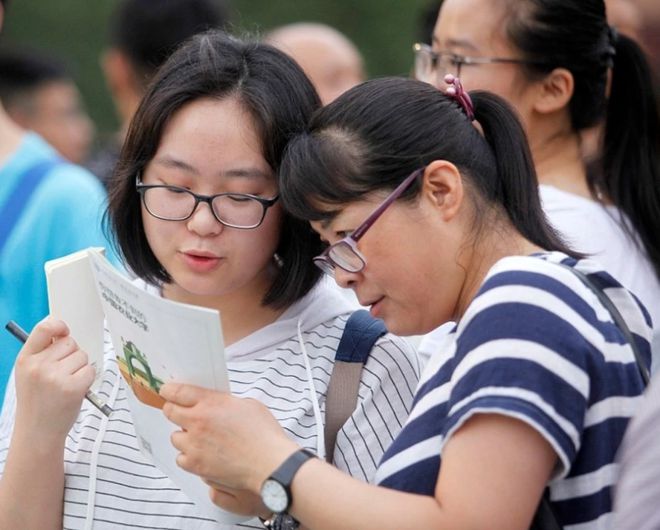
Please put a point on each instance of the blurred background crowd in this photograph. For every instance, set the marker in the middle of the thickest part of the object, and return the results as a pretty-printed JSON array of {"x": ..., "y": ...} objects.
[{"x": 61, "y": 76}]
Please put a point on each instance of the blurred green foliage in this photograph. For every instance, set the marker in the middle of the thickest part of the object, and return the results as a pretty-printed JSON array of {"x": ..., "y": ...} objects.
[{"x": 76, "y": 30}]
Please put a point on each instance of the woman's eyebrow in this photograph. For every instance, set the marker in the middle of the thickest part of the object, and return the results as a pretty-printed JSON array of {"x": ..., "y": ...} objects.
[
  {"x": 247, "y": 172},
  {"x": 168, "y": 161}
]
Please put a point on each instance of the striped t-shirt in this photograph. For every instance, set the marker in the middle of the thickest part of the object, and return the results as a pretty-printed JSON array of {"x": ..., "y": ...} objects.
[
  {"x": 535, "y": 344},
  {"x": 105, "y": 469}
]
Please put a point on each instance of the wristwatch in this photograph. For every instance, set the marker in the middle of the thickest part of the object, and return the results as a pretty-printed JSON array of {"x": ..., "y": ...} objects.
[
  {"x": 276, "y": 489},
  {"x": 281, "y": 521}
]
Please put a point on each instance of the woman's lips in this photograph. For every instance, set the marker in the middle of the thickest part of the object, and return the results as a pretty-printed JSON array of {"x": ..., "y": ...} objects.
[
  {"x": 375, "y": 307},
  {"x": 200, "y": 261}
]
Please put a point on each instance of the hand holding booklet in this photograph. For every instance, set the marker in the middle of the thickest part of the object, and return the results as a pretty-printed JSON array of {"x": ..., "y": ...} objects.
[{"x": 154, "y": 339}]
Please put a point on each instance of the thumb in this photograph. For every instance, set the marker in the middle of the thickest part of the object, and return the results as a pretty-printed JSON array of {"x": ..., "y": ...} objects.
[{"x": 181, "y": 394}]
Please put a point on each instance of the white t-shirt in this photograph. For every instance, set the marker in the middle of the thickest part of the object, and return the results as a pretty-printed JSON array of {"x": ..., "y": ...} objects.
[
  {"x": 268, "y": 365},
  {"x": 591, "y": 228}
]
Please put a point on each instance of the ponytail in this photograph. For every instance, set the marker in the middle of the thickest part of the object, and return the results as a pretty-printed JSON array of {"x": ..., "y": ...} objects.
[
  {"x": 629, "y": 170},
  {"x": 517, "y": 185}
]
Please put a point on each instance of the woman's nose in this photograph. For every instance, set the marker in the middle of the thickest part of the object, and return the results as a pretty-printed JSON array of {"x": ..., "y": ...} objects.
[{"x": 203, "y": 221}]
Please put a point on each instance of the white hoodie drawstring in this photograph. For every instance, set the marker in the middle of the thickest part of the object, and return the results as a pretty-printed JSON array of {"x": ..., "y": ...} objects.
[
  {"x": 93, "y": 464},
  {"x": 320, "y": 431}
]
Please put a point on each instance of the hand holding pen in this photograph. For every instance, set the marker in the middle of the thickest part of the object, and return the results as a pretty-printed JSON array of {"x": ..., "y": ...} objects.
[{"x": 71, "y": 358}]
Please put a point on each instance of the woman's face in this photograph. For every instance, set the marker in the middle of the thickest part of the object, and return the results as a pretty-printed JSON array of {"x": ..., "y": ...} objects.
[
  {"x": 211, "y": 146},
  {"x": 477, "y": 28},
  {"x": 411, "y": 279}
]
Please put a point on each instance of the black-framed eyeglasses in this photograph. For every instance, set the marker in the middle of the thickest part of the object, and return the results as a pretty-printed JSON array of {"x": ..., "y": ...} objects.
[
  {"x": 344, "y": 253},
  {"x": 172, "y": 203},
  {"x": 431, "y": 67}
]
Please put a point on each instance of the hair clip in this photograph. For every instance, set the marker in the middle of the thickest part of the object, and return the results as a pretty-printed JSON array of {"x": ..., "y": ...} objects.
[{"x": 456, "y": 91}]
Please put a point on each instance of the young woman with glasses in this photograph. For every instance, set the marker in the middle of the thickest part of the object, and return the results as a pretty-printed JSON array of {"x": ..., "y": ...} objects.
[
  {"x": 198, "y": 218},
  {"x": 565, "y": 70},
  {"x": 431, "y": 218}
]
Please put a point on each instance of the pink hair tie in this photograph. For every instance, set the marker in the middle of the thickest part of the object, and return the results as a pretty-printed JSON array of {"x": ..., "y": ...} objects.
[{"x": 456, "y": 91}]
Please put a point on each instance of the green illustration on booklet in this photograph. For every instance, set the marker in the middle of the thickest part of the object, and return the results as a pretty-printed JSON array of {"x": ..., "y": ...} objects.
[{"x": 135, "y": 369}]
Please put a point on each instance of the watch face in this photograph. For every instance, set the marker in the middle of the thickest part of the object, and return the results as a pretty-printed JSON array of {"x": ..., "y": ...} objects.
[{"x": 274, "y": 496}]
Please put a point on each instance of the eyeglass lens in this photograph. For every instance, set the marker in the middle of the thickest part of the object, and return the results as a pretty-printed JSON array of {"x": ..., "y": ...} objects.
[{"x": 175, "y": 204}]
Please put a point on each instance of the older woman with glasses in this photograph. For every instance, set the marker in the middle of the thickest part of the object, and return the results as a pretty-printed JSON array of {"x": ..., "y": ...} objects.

# # # #

TASK DIRECTIONS
Restate the listing word for word. Pictures do not belong in the copy.

SOLUTION
Please put a point on each instance of the blurred background crowd in this photograph. For every instance, set the marker in the middle of the thickest part of the object, and return the results as a pretty-printed JSON array of {"x": ..., "y": ...} objects.
[{"x": 61, "y": 76}]
Please put a point on each instance of the blurred green foliage in this photograph. For every instance, set the marker in the middle of the thickest part of the object, and return the results as a pretty-printed JSON array of {"x": ..., "y": ...} objects.
[{"x": 76, "y": 30}]
Please put a point on each instance of the woman's eyebrow in this photograph. For every instance, set the marker in the middle of the thickest part of the object, and return the results as a pretty-printed JSON array of {"x": ..., "y": ...} objects.
[
  {"x": 247, "y": 172},
  {"x": 168, "y": 161}
]
Please put a point on each instance of the striped t-shirt in this photograph. For every instance, set the marker in the middle of the thickest part of the object, and return the results as a pretty-printed JSON array of {"x": ..., "y": ...} objects.
[
  {"x": 535, "y": 344},
  {"x": 105, "y": 469}
]
Please put a point on each instance of the wristwatch in this photograph. For every instance, set the marker in the middle of the thickest part of the object, and return the results as a pretty-printed JSON array of {"x": ..., "y": ...} objects.
[
  {"x": 276, "y": 489},
  {"x": 281, "y": 521}
]
Please put a point on each instance of the woman's lips in this photograph. For every instance, set the marker in the middle of the thickest part of the object, and return the results as a pretty-printed JSON array of {"x": ..., "y": ...} objects.
[
  {"x": 375, "y": 307},
  {"x": 200, "y": 261}
]
Please put a point on each instance of the hand holding booklet in this photograph. For every instance, set the marker in the middle of the thickest part of the object, and return the results as a pretty-printed JSON array of {"x": ..., "y": ...} objects.
[{"x": 154, "y": 339}]
Please put a point on each instance of the thumb in this photograph. For every instance, set the marker in the middle of the thickest part of the object, and return the results as a pretty-printed JSON array of {"x": ..., "y": ...} objects.
[{"x": 181, "y": 394}]
Please put a point on each instance of the white t-shirt in this photograph. For every instance, set the marker in the middle of the thickest part of the object, and return the results as a pretty-printed JSON array of {"x": ..., "y": ...} objects.
[
  {"x": 268, "y": 365},
  {"x": 591, "y": 228}
]
Please put a point on each instance of the ponytail in this photograph. For every instance, set the marker in the middle of the thickest part of the object, and return the results as a pretty-printed JSON array of {"x": ..., "y": ...} objects.
[
  {"x": 629, "y": 170},
  {"x": 517, "y": 185}
]
Please put a point on each instance of the woman's nose in this photograph. For every instance, set the marker in the middle of the thickest part of the object, and return the results as a pretty-printed JSON array of {"x": ..., "y": ...} objects.
[{"x": 203, "y": 221}]
Please put a point on each instance of the white hoodie drawstring in this photograph. For every instance, set the marker in the middle of the thickest part of the object, and return the results as a pretty-printed JSON array of {"x": ..., "y": ...} objects.
[
  {"x": 93, "y": 464},
  {"x": 320, "y": 431}
]
Please put a point on each instance of the hand holding pen in this photograph. For every instance, set the marker in the middle of the thickest part of the object, and return the results as a pretty-printed JSON array of {"x": ..., "y": ...} objects.
[{"x": 71, "y": 358}]
Please put a point on each instance of the woman's face in this photograph. For every instance, set the marker in the middle of the thickest part of the object, and return the results as a pretty-printed JSON array of {"x": ..., "y": ...} objects.
[
  {"x": 211, "y": 146},
  {"x": 477, "y": 28},
  {"x": 411, "y": 279}
]
Please put a point on each instance of the black-framed eyeglasses in this photograph. For every instance, set the marker in the middle of the thickest part of the object, and return the results as a pretty-printed JSON array of {"x": ..., "y": ...} objects.
[
  {"x": 344, "y": 253},
  {"x": 172, "y": 203},
  {"x": 431, "y": 67}
]
Please put a point on each instance of the hair clip in this photograph. For every instance, set the marker in the middle of the thickest part of the object, and return the results as a pretty-printed JSON array of {"x": ..., "y": ...} objects.
[{"x": 456, "y": 91}]
Please put a point on each instance of the young woman with glasses in this photograph. For every instance, set the marker in the middle of the thickest part of the object, and return the results as a pretty-printed JSON array of {"x": ..., "y": ...} objects.
[
  {"x": 198, "y": 218},
  {"x": 565, "y": 70},
  {"x": 431, "y": 218}
]
Please put a point on each instance of the pink hair tie in this photograph. For every instance, set the marker in the middle of the thickest part of the object, and return the results as a pretty-printed JSON array of {"x": ..., "y": ...} objects.
[{"x": 456, "y": 91}]
Please put a point on each instance of the green illustration on booklet in this photograph. For every instance, set the marker in the middle of the thickest part of the object, and return the results as a pretty-printed JSON array of {"x": ..., "y": ...} objects.
[{"x": 135, "y": 369}]
Please put a point on each instance of the watch face in this photograph. For every instance, set the marker in the middle of the thickest part of the object, and return the results as a pretty-printed JSON array of {"x": ..., "y": ...} objects.
[{"x": 274, "y": 496}]
Please put a point on each instance of the eyeglass lens in this photograph. For every instance, set the marker in the middle of the thickest part of the object, and return the results as a pretty-printed JSON array of {"x": ..., "y": ...} objects.
[{"x": 175, "y": 204}]
Please put a point on each instance of the older woman with glasses in this photograph. For every instance, set the marker in the middle of the thickest part of the object, and return the results as a pretty-printed JSON array of {"x": ..., "y": ...} objects.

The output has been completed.